■ SOURCE PASSAGE:
--------
Now, you will write an opening for the story you just planned out! We’re going to look at the first 1 – 3 paragraphs only, as these are so critical. We will look in detail at opening lines, how they work, what you need to be doing to make it gripping and in keeping with Gothic.

Writing a Gothic story opening is very different to writing the opening to another novel. If you look at Crime novels, for example, the work of someone like Lee Child or Jodi Piccoult, all their openings follow a very strict formula, almost like a screenplay.

They introduce a character, an action, place, and a time. And, they have a hook, something we want to know. Or, at least, something intriguing or out-of-sync or unusual. In strict structures, the hook must tie in with the climax of the story.

Every time its the same formula. Gothic is a little more experimental precisely because of the lyrical element, the poetic nature of the genre. Gothic can be more suggestive or symbolic in the way it handles it opening. Let’s look at some examples.

This is the opening of Mark Shelley’s Frankenstein.
--------
■ STORED DATA:
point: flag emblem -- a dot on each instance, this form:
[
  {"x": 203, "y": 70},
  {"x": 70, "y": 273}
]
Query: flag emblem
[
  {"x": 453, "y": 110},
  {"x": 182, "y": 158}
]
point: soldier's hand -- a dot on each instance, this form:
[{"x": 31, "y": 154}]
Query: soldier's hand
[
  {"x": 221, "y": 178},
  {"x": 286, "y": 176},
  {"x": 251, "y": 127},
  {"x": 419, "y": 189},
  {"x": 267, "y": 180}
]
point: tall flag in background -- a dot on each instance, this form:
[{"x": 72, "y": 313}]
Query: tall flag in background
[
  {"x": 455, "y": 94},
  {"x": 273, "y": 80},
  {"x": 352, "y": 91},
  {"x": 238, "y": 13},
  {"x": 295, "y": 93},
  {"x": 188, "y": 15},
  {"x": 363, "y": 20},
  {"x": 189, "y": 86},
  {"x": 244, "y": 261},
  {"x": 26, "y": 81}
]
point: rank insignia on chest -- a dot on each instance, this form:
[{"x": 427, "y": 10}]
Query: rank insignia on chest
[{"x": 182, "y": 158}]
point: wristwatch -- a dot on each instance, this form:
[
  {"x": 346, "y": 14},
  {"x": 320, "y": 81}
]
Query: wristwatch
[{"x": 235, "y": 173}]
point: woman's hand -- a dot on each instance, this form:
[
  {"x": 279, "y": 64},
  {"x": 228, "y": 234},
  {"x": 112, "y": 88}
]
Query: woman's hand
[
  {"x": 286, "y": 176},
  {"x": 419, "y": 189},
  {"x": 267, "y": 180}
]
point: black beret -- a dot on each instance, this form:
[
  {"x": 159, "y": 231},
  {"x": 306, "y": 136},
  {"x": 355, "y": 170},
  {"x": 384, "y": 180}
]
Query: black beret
--------
■ TASKS FOR THIS EXERCISE:
1. State whether each statement agrees with the passage on Gothic openings, answering yes or no and quoting the deciding words: (a) The lesson will cover the whole first chapter of the story. (b) In strict structures, the hook must connect to the story's climax. (c) Gothic openings follow a stricter formula than crime novel openings.
2. Return the stretch of the passage on Gothic openings from "Writing a Gothic" through "of the story.", copied word for word.
The rows stand apart from the passage on Gothic openings.

■ COMPLETED EXERCISE:
1.
(a) No: "We’re going to look at the first 1 – 3 paragraphs only"
(b) Yes: "In strict structures, the hook must tie in with the climax of the story."
(c) No: "Gothic is a little more experimental precisely because of the lyrical element, the poetic nature of the genre."

2.
Writing a Gothic story opening is very different to writing the opening to another novel. If you look at Crime novels, for example, the work of someone like Lee Child or Jodi Piccoult, all their openings follow a very strict formula, almost like a screenplay.

They introduce a character, an action, place, and a time. And, they have a hook, something we want to know. Or, at least, something intriguing or out-of-sync or unusual. In strict structures, the hook must tie in with the climax of the story.